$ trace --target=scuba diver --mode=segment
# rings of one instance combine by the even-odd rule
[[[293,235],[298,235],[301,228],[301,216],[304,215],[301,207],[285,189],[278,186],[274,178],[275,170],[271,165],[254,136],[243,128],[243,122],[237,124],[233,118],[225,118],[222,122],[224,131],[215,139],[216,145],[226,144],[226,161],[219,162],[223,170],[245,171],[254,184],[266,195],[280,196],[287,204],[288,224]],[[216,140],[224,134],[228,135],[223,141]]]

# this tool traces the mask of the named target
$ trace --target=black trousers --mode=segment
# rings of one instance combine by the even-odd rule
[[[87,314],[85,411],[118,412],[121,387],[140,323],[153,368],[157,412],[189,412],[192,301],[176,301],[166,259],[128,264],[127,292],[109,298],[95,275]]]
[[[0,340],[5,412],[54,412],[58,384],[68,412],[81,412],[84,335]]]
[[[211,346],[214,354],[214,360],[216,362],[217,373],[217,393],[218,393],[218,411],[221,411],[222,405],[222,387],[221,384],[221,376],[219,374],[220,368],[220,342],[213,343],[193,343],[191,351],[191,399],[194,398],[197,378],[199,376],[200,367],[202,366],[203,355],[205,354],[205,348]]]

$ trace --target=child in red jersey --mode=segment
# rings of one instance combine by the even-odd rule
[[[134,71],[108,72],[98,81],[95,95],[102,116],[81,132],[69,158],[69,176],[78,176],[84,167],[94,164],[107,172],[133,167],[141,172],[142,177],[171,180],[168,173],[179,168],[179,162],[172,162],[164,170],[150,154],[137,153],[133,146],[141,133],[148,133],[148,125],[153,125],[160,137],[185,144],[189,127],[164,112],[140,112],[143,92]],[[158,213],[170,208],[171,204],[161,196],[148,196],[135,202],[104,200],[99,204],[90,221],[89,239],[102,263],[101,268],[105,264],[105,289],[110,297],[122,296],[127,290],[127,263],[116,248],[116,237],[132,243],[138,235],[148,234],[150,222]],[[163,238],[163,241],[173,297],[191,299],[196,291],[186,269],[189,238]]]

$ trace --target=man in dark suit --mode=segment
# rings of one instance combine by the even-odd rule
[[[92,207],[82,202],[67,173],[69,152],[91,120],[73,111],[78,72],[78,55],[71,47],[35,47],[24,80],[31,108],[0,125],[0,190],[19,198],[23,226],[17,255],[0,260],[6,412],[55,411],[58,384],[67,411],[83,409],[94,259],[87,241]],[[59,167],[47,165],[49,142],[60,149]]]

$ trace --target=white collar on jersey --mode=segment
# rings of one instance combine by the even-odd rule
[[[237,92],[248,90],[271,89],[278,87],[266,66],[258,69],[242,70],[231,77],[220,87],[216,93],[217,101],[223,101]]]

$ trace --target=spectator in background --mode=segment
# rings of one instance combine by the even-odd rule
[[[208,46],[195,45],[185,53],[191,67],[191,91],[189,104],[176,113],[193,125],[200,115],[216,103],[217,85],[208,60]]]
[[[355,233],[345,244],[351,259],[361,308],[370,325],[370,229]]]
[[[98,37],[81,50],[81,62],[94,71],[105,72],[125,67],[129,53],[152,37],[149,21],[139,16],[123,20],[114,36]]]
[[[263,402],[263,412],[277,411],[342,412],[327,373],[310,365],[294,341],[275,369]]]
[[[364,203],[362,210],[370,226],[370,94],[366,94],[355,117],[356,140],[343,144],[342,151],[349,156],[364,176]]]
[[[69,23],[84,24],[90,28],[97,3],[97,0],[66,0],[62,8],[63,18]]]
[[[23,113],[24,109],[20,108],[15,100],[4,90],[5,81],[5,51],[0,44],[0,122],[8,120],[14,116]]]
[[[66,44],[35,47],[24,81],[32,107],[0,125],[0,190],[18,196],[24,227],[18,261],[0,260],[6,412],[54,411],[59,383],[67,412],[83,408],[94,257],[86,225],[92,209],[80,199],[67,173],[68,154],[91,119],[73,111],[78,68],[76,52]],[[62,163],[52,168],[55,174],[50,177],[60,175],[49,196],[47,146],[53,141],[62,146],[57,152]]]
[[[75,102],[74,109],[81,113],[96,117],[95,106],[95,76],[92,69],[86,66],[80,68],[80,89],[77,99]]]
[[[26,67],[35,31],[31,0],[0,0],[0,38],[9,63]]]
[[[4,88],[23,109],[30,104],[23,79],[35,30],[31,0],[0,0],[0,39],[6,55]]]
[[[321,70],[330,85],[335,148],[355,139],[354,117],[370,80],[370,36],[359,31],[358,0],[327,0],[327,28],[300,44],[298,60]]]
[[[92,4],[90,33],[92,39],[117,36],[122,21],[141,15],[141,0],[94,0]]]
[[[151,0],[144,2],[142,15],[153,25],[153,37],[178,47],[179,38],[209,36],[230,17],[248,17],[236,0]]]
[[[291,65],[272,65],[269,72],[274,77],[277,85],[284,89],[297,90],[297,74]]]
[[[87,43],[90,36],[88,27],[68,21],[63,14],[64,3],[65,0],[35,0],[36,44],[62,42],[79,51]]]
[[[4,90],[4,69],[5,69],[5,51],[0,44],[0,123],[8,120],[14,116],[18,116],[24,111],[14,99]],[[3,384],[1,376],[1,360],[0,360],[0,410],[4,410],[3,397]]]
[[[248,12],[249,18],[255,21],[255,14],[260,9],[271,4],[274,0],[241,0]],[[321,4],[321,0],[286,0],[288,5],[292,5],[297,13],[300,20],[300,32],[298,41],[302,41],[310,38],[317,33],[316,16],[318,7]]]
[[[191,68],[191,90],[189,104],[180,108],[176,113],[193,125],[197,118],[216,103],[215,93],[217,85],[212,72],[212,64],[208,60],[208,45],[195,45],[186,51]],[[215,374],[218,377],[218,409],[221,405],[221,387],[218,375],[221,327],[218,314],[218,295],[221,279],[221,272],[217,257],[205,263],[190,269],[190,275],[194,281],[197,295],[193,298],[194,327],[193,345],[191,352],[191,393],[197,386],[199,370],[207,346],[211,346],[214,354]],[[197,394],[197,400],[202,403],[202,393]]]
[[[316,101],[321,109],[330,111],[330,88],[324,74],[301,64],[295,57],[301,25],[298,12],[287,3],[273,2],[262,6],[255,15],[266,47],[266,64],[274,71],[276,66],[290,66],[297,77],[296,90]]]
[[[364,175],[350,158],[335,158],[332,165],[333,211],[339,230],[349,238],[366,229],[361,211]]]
━━━━━━━━━━
Direction: Reproduce all the entries above, swapping every "segment" for "outline" and leaving everything else unchanged.

Finished answer:
$ trace --target=scuba diver --mode=outline
# rings of one instance combine by the even-odd rule
[[[293,235],[298,235],[301,228],[301,216],[304,215],[301,207],[285,189],[278,186],[274,178],[275,170],[271,165],[254,136],[243,128],[243,122],[237,124],[233,118],[225,118],[222,122],[224,131],[215,139],[216,145],[226,144],[226,161],[219,162],[223,170],[245,171],[254,184],[266,195],[280,196],[287,204],[288,224]],[[216,140],[224,134],[228,135],[223,141]]]

# this tool traces the mask of the named target
$ trace --target=black trousers --mode=outline
# rings of one instance combine by the even-odd rule
[[[87,314],[85,411],[118,412],[121,387],[140,323],[153,368],[157,412],[189,412],[192,301],[176,301],[166,259],[128,264],[127,292],[109,298],[95,275]]]
[[[0,340],[5,412],[54,412],[58,384],[68,412],[81,412],[84,335]]]
[[[211,346],[214,354],[214,360],[216,362],[217,373],[217,393],[218,393],[218,411],[221,411],[222,405],[222,387],[221,384],[221,376],[219,374],[220,368],[220,342],[213,343],[193,343],[191,351],[191,399],[194,398],[197,378],[199,376],[200,367],[202,366],[203,355],[205,354],[205,348]]]

$ trace --target=child in red jersey --mode=outline
# rings of one instance combine by the even-odd rule
[[[134,71],[108,72],[98,81],[95,95],[102,116],[81,132],[69,158],[69,176],[78,176],[84,167],[94,164],[107,172],[133,167],[141,172],[142,177],[171,180],[168,173],[179,168],[179,162],[172,162],[164,170],[150,154],[137,153],[133,146],[141,133],[148,133],[148,125],[153,125],[160,137],[185,144],[189,127],[164,112],[140,112],[143,92]],[[158,213],[170,208],[171,204],[161,196],[148,196],[135,202],[104,200],[99,204],[90,221],[89,239],[102,263],[101,268],[105,264],[105,289],[110,297],[122,296],[127,290],[127,263],[116,248],[116,237],[132,243],[138,235],[148,234],[150,222]],[[163,238],[163,241],[173,297],[191,299],[196,291],[186,269],[189,238]]]

$ trace --target=man in dark suit --mode=outline
# rings of one instance combine by the even-odd rule
[[[92,207],[82,202],[67,173],[69,152],[91,120],[73,111],[78,72],[78,55],[71,47],[35,47],[24,80],[31,108],[0,125],[0,190],[19,198],[23,226],[17,255],[0,260],[6,412],[55,411],[58,384],[67,411],[83,409],[94,259],[87,241]],[[59,167],[47,165],[49,142],[60,149]]]

$ trace --target=white collar on jersey --mode=outline
# rings of one instance combine by the even-odd rule
[[[237,92],[248,90],[271,89],[278,87],[266,66],[258,69],[242,70],[231,77],[220,87],[216,93],[217,101],[223,101]]]

$ trace --target=spectator in background --mode=outline
# rings of one instance combine by the even-odd rule
[[[208,46],[195,45],[185,53],[191,67],[191,91],[189,104],[176,113],[193,125],[200,115],[216,103],[217,85],[208,60]]]
[[[355,233],[345,244],[351,259],[361,308],[370,325],[370,229]]]
[[[98,37],[81,50],[81,62],[94,71],[105,72],[125,67],[129,53],[152,37],[149,21],[139,16],[123,20],[114,36]]]
[[[263,402],[263,412],[277,411],[342,412],[327,373],[310,365],[294,341],[275,369]]]
[[[364,203],[362,210],[370,226],[370,94],[366,94],[355,117],[356,140],[343,144],[342,151],[349,156],[364,176]]]
[[[69,23],[84,24],[90,28],[97,3],[97,0],[66,0],[62,8],[63,18]]]
[[[23,113],[24,109],[20,108],[15,100],[4,90],[5,81],[5,51],[0,44],[0,122],[8,120],[14,116]]]
[[[66,44],[35,47],[24,81],[32,107],[0,125],[0,190],[18,196],[24,227],[18,261],[0,260],[6,412],[54,411],[59,383],[67,412],[83,408],[94,257],[86,225],[92,209],[80,199],[67,173],[68,154],[91,119],[73,111],[78,68],[76,52]],[[62,163],[52,168],[55,174],[50,177],[60,175],[49,196],[47,146],[53,141],[62,146],[57,152]]]
[[[75,102],[74,109],[81,113],[96,117],[95,106],[95,76],[92,69],[86,66],[80,68],[80,89],[77,99]]]
[[[26,67],[35,31],[31,0],[0,0],[0,38],[9,63]]]
[[[4,88],[23,109],[30,104],[23,79],[35,30],[31,0],[0,0],[0,39],[6,55]]]
[[[321,70],[330,85],[335,148],[355,139],[354,117],[370,80],[370,36],[359,31],[358,0],[327,0],[327,28],[300,44],[298,60]]]
[[[92,4],[90,33],[92,39],[117,36],[122,21],[141,15],[141,0],[94,0]]]
[[[151,0],[144,2],[142,15],[153,25],[153,37],[178,47],[179,38],[209,36],[230,17],[248,17],[236,0]]]
[[[291,65],[272,65],[269,72],[274,77],[277,85],[284,89],[297,90],[297,74]]]
[[[87,43],[90,36],[88,27],[68,21],[63,14],[64,3],[65,0],[35,0],[36,44],[62,42],[79,51]]]
[[[4,90],[4,69],[5,69],[5,51],[0,44],[0,123],[8,120],[14,116],[18,116],[24,111],[14,99]],[[3,384],[1,376],[1,360],[0,360],[0,410],[4,410],[3,397]]]
[[[248,12],[249,18],[255,21],[255,14],[260,9],[271,4],[274,0],[241,0]],[[321,4],[321,0],[286,0],[288,5],[292,5],[297,13],[300,20],[300,32],[298,41],[302,41],[310,38],[317,33],[316,16],[318,7]]]
[[[191,68],[191,90],[189,104],[180,108],[176,113],[193,125],[197,118],[216,103],[215,93],[217,85],[212,72],[212,64],[208,60],[208,45],[195,45],[186,51]],[[215,374],[218,377],[218,409],[221,405],[221,387],[218,375],[221,327],[218,314],[218,295],[221,279],[221,272],[217,257],[205,263],[190,269],[190,275],[194,281],[197,295],[193,298],[194,327],[193,345],[191,352],[191,393],[197,386],[199,370],[207,346],[211,346],[214,354]],[[197,394],[197,400],[202,403],[202,393]]]
[[[316,101],[321,109],[330,111],[330,88],[324,74],[301,64],[295,57],[301,25],[298,12],[287,3],[273,2],[262,6],[255,15],[266,47],[266,64],[274,71],[276,66],[290,66],[297,77],[296,90]]]
[[[364,175],[350,158],[335,158],[332,165],[333,211],[339,230],[349,238],[366,229],[361,211]]]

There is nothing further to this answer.